Write each line word for word, from the line that contains "Task: place a pin on each instance of the boy jumping" through the last line of the material below.

— start of Supplied records —

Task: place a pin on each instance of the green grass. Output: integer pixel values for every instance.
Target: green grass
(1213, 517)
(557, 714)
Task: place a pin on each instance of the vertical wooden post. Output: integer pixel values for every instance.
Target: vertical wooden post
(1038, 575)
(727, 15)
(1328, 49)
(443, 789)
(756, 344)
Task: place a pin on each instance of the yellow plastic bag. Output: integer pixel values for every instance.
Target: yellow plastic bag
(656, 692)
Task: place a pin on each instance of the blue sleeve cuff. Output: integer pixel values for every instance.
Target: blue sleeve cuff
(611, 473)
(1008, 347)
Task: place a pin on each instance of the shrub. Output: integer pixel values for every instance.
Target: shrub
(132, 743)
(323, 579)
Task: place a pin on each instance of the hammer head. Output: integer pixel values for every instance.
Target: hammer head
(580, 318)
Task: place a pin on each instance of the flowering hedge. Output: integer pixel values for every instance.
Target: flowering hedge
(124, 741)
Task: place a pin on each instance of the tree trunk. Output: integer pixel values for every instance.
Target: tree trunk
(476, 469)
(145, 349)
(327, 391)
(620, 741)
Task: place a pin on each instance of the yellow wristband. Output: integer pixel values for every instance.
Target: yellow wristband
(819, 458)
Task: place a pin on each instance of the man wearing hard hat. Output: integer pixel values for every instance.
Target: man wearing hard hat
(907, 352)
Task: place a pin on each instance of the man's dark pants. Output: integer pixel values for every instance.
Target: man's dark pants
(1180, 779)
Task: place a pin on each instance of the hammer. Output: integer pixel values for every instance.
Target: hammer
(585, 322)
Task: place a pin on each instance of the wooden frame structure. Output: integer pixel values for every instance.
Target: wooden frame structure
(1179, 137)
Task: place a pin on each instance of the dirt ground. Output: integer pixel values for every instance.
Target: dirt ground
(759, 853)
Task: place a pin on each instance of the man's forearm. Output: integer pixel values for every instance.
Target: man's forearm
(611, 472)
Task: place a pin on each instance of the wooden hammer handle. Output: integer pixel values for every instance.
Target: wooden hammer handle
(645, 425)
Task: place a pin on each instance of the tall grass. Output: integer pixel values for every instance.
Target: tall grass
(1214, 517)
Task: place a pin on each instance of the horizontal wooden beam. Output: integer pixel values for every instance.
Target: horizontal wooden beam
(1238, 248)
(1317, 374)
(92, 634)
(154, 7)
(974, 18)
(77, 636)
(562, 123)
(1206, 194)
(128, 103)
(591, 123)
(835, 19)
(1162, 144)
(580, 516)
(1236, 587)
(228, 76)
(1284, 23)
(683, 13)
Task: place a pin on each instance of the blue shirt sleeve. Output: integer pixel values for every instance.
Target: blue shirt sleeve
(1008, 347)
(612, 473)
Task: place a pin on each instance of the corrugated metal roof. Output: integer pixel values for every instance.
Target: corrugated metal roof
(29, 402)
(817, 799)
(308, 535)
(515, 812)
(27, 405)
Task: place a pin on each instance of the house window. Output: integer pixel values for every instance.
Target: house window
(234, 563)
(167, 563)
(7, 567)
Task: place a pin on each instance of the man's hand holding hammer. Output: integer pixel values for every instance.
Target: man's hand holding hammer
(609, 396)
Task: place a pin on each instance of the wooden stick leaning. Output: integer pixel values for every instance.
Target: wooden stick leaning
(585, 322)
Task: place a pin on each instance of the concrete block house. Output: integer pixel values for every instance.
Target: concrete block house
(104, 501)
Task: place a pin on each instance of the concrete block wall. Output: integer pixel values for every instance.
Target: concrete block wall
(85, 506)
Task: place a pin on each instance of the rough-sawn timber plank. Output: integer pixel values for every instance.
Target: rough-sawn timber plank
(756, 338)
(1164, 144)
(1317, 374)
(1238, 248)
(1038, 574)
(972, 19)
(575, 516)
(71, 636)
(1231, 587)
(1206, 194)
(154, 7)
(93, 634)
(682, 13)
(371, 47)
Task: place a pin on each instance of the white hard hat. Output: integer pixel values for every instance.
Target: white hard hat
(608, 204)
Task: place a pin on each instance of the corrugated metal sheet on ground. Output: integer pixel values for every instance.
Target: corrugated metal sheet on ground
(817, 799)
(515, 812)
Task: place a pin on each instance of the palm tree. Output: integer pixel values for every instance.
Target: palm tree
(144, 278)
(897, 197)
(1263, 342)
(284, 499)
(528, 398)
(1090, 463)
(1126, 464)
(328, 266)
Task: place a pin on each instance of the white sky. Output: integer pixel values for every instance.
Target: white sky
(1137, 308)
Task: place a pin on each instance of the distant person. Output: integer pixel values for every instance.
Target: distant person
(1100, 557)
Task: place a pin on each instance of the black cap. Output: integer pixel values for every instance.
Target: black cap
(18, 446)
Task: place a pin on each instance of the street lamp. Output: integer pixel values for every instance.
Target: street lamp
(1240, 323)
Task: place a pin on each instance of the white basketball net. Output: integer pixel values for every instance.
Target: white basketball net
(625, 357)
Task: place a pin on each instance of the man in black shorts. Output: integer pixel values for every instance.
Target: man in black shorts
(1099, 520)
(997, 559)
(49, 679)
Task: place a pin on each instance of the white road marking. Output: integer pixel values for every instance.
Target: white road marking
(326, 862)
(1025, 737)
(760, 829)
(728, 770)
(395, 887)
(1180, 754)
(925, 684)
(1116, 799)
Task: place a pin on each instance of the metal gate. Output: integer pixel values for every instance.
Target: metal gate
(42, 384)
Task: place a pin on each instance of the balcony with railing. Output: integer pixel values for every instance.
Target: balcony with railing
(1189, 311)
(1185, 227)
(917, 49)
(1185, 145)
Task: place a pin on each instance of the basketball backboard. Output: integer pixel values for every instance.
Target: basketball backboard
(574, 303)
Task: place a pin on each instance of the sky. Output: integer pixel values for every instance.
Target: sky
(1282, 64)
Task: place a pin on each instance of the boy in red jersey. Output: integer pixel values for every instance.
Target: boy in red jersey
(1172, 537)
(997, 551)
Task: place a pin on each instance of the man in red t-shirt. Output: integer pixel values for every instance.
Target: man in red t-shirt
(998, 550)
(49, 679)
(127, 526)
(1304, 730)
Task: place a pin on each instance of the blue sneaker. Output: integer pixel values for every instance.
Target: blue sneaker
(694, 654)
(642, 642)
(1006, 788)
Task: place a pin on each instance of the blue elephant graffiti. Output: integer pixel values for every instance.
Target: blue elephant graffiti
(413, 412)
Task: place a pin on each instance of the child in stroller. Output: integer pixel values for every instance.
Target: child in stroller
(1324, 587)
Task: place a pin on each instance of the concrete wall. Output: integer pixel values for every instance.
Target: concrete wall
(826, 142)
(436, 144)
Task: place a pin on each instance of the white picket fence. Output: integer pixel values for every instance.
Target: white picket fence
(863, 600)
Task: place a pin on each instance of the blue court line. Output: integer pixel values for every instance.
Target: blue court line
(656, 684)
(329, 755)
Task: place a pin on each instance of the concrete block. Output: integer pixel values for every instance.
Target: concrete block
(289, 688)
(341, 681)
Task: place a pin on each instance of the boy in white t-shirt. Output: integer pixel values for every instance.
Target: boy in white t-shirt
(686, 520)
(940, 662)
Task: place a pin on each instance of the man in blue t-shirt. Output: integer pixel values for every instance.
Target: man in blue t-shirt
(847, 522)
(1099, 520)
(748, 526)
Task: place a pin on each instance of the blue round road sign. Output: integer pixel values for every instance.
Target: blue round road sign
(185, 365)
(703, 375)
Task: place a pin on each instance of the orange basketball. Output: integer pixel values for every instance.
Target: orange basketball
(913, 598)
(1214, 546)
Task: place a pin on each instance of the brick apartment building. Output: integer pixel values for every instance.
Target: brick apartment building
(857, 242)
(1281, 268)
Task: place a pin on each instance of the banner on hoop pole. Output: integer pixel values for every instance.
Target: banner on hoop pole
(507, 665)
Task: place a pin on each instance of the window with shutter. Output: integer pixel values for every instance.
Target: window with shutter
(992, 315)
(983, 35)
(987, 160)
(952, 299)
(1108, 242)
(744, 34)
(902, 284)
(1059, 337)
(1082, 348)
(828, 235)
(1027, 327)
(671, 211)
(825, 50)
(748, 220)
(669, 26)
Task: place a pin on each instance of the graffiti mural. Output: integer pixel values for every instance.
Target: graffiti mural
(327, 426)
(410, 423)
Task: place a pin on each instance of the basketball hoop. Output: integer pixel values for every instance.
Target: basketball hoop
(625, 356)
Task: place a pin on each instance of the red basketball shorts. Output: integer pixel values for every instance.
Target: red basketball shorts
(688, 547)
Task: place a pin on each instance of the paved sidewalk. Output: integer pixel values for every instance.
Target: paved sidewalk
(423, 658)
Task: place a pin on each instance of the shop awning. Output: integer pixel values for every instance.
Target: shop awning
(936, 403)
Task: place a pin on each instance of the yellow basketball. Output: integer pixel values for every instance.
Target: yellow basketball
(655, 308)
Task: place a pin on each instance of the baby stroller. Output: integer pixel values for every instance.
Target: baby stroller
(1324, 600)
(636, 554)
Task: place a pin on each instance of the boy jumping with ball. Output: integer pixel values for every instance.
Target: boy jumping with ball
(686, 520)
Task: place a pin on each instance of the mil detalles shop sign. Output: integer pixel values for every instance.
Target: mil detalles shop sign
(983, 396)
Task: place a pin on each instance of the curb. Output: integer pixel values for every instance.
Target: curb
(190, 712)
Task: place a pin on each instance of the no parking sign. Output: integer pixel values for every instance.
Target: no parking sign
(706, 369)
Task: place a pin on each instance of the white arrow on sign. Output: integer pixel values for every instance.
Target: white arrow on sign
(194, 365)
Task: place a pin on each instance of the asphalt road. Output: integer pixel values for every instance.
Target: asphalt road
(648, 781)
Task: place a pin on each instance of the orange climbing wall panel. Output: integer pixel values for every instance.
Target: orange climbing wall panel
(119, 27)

— end of Supplied records —

- _Response_
Task: place a pin on each instance of the boy jumping with ball. Output: integer pixel values for every instance.
Target: boy jumping with ball
(686, 520)
Task: place a pin on each instance of the mil detalles shop sign. Output: integer pixel values for every instance.
Target: mil detalles shop sign
(983, 396)
Task: place a pin on each instance of the curb. Output: integer pixel values for every instance.
Target: curb
(190, 712)
Task: place a pin on each instance of the no parking sign. Output: integer pixel values for every instance.
Target: no parking sign
(706, 369)
Task: place a pin on each instance of the white arrow on sign. Output: integer pixel values for every instance.
Target: white arrow on sign
(194, 365)
Task: place a pin on each instance of the asphalt road. Output: integer pixel values for every instance.
Target: asphalt road
(648, 781)
Task: place a pin on each instance of the orange climbing wall panel. Output: integer pixel values for every instance.
Target: orange climbing wall panel
(119, 27)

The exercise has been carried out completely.